**SHORT PROBLEM 1:** List the title of every numbered entry in the marshmallow countdown below, along with its number.

**SUPPLIED PASSAGE:**
10. Fiery Marshmallow Hat

I'm told this hat isn't really on fire, but I can't for the life of me imagine how it would work. I must confess that I was disappointed when I discovered that the hat wasn't legitimately on fire. Can't you just imagine a Fire Kacheek wandering about Neopia with a flaming marshmallow on her head? In a pinch, she could simply reach up and pull off a bit of marshmallow to chew on. It might be less than hygienic, but who really cares?

9. Angry Marshmallows

You have to wonder what these marshmallows are angry at. Could it be the fact that I have eaten so many of their friends? Might it be that they've had to resort to a sort of marshmallow cannibalism, due to the fact that their teeth are soft and puffy? Is it possible that they are simply misunderstood marshmallows, with no way to communicate their feelings to others? Regardless, I highly doubt they would be able to cause much damage, especially when faced with my voracious appetite and sharp teeth.

8. Meepit Juice Break Marshmallow

Mwahahaha revenge for the existence of the infamous Meepit Juice Break game! And avatar. I rather enjoy going over to the game, standing in front of the thirsty Meepits, and menacingly munching on these marshmallows. Because how else will they know who's boss? Short of eating actual Meepits (that's disgusting; don't do that. Seriously), this is the best way to retaliate when you feel that you've suffered at the hands of the Meepit Juice Break game. The fear in the little petpets' eyes makes the marshmallows all the more delectable.

**SHORT PROBLEM 2:** From the listing below, return each line that contains the string "tracks", matching case exactly.

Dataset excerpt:
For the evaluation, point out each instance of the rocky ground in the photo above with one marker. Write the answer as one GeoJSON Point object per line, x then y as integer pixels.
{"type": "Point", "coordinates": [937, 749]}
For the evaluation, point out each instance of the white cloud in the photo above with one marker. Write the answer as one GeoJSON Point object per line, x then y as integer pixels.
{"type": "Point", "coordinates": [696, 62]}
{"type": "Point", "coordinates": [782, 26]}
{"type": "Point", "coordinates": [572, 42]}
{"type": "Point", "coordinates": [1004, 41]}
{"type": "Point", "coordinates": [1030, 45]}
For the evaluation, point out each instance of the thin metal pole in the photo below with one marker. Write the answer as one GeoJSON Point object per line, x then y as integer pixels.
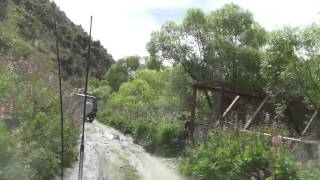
{"type": "Point", "coordinates": [84, 108]}
{"type": "Point", "coordinates": [60, 89]}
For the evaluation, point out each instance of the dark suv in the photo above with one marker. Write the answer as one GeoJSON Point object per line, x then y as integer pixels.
{"type": "Point", "coordinates": [91, 107]}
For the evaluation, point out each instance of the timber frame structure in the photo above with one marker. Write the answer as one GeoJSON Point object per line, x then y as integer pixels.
{"type": "Point", "coordinates": [238, 93]}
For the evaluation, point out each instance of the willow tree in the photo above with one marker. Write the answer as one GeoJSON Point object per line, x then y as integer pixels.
{"type": "Point", "coordinates": [222, 45]}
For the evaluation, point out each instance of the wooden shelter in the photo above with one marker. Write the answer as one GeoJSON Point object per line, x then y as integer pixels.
{"type": "Point", "coordinates": [237, 93]}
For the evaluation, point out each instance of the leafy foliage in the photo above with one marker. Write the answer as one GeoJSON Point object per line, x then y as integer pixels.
{"type": "Point", "coordinates": [230, 155]}
{"type": "Point", "coordinates": [222, 45]}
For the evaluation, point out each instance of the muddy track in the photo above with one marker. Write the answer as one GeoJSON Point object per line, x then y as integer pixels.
{"type": "Point", "coordinates": [110, 155]}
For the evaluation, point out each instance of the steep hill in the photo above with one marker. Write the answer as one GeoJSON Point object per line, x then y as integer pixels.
{"type": "Point", "coordinates": [26, 30]}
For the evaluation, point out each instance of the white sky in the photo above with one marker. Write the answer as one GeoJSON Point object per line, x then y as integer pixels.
{"type": "Point", "coordinates": [124, 26]}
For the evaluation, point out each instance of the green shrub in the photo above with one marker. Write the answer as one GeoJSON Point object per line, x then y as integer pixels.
{"type": "Point", "coordinates": [230, 155]}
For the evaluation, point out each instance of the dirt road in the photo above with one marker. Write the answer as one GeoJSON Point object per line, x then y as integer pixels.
{"type": "Point", "coordinates": [110, 155]}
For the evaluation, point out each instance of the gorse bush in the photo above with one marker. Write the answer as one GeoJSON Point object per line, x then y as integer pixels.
{"type": "Point", "coordinates": [229, 155]}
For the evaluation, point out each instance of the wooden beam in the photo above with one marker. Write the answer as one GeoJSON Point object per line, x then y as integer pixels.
{"type": "Point", "coordinates": [256, 112]}
{"type": "Point", "coordinates": [221, 103]}
{"type": "Point", "coordinates": [193, 105]}
{"type": "Point", "coordinates": [231, 106]}
{"type": "Point", "coordinates": [285, 138]}
{"type": "Point", "coordinates": [314, 116]}
{"type": "Point", "coordinates": [292, 122]}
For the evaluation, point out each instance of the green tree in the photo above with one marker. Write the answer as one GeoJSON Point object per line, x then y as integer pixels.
{"type": "Point", "coordinates": [122, 71]}
{"type": "Point", "coordinates": [223, 45]}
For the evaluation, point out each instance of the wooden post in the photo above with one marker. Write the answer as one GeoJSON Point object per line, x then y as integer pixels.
{"type": "Point", "coordinates": [231, 106]}
{"type": "Point", "coordinates": [314, 116]}
{"type": "Point", "coordinates": [193, 114]}
{"type": "Point", "coordinates": [221, 103]}
{"type": "Point", "coordinates": [256, 112]}
{"type": "Point", "coordinates": [292, 122]}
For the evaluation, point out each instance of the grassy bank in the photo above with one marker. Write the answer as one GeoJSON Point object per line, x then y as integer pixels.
{"type": "Point", "coordinates": [160, 137]}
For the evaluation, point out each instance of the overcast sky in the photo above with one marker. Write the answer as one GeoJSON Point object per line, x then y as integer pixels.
{"type": "Point", "coordinates": [124, 26]}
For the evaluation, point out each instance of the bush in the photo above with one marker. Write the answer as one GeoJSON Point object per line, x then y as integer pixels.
{"type": "Point", "coordinates": [161, 137]}
{"type": "Point", "coordinates": [230, 155]}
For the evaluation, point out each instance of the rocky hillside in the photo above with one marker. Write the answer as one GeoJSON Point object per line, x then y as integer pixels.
{"type": "Point", "coordinates": [27, 35]}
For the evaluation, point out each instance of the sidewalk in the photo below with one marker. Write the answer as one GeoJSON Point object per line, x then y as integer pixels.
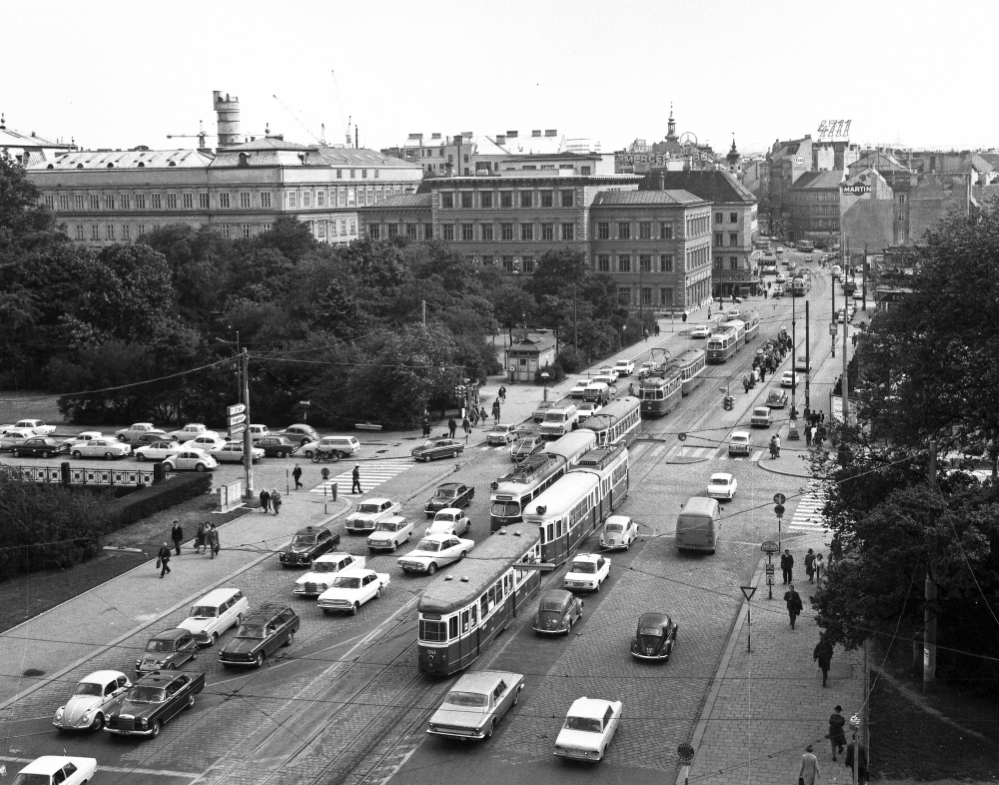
{"type": "Point", "coordinates": [766, 706]}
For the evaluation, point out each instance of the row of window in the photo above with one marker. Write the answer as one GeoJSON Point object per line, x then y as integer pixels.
{"type": "Point", "coordinates": [466, 200]}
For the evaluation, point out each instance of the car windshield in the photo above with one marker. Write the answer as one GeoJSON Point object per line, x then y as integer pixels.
{"type": "Point", "coordinates": [143, 694]}
{"type": "Point", "coordinates": [456, 698]}
{"type": "Point", "coordinates": [583, 723]}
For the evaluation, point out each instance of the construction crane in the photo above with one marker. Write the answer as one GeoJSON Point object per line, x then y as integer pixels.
{"type": "Point", "coordinates": [200, 136]}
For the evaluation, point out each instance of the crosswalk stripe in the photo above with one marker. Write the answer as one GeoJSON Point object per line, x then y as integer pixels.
{"type": "Point", "coordinates": [372, 475]}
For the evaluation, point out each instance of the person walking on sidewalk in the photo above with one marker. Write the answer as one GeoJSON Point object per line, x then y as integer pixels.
{"type": "Point", "coordinates": [163, 560]}
{"type": "Point", "coordinates": [793, 601]}
{"type": "Point", "coordinates": [177, 535]}
{"type": "Point", "coordinates": [837, 731]}
{"type": "Point", "coordinates": [823, 656]}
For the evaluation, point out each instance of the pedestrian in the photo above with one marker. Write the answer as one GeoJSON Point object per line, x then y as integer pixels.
{"type": "Point", "coordinates": [177, 535]}
{"type": "Point", "coordinates": [163, 560]}
{"type": "Point", "coordinates": [793, 601]}
{"type": "Point", "coordinates": [809, 771]}
{"type": "Point", "coordinates": [823, 656]}
{"type": "Point", "coordinates": [787, 566]}
{"type": "Point", "coordinates": [837, 731]}
{"type": "Point", "coordinates": [213, 538]}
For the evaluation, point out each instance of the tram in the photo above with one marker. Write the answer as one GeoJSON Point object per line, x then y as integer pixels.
{"type": "Point", "coordinates": [691, 364]}
{"type": "Point", "coordinates": [458, 619]}
{"type": "Point", "coordinates": [661, 391]}
{"type": "Point", "coordinates": [617, 422]}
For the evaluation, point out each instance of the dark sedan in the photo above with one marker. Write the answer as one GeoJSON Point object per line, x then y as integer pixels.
{"type": "Point", "coordinates": [655, 638]}
{"type": "Point", "coordinates": [450, 494]}
{"type": "Point", "coordinates": [558, 610]}
{"type": "Point", "coordinates": [39, 447]}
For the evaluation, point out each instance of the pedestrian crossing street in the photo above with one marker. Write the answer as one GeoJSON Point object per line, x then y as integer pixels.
{"type": "Point", "coordinates": [373, 474]}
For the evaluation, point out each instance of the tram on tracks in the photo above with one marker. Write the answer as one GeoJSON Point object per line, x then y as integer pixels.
{"type": "Point", "coordinates": [576, 505]}
{"type": "Point", "coordinates": [661, 391]}
{"type": "Point", "coordinates": [458, 619]}
{"type": "Point", "coordinates": [510, 493]}
{"type": "Point", "coordinates": [691, 364]}
{"type": "Point", "coordinates": [618, 421]}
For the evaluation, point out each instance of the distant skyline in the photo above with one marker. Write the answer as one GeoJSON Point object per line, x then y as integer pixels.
{"type": "Point", "coordinates": [115, 74]}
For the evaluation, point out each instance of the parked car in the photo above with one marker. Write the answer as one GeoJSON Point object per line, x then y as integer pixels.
{"type": "Point", "coordinates": [39, 447]}
{"type": "Point", "coordinates": [475, 704]}
{"type": "Point", "coordinates": [557, 611]}
{"type": "Point", "coordinates": [619, 533]}
{"type": "Point", "coordinates": [589, 727]}
{"type": "Point", "coordinates": [390, 534]}
{"type": "Point", "coordinates": [323, 570]}
{"type": "Point", "coordinates": [435, 551]}
{"type": "Point", "coordinates": [655, 637]}
{"type": "Point", "coordinates": [587, 572]}
{"type": "Point", "coordinates": [93, 697]}
{"type": "Point", "coordinates": [350, 589]}
{"type": "Point", "coordinates": [102, 448]}
{"type": "Point", "coordinates": [450, 520]}
{"type": "Point", "coordinates": [167, 650]}
{"type": "Point", "coordinates": [153, 700]}
{"type": "Point", "coordinates": [450, 494]}
{"type": "Point", "coordinates": [722, 485]}
{"type": "Point", "coordinates": [57, 769]}
{"type": "Point", "coordinates": [188, 460]}
{"type": "Point", "coordinates": [269, 627]}
{"type": "Point", "coordinates": [307, 545]}
{"type": "Point", "coordinates": [438, 448]}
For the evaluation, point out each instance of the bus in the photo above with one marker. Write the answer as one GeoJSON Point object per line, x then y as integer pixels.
{"type": "Point", "coordinates": [661, 391]}
{"type": "Point", "coordinates": [690, 363]}
{"type": "Point", "coordinates": [617, 422]}
{"type": "Point", "coordinates": [568, 512]}
{"type": "Point", "coordinates": [459, 619]}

**CORRECT RESULT 1:**
10. Fiery Marshmallow Hat
9. Angry Marshmallows
8. Meepit Juice Break Marshmallow

**CORRECT RESULT 2:**
For the evaluation, point out each instance of the tram on tracks in the photo above with one marker. Write the answer as one GeoJSON Point object per line, x then y as integer pixels.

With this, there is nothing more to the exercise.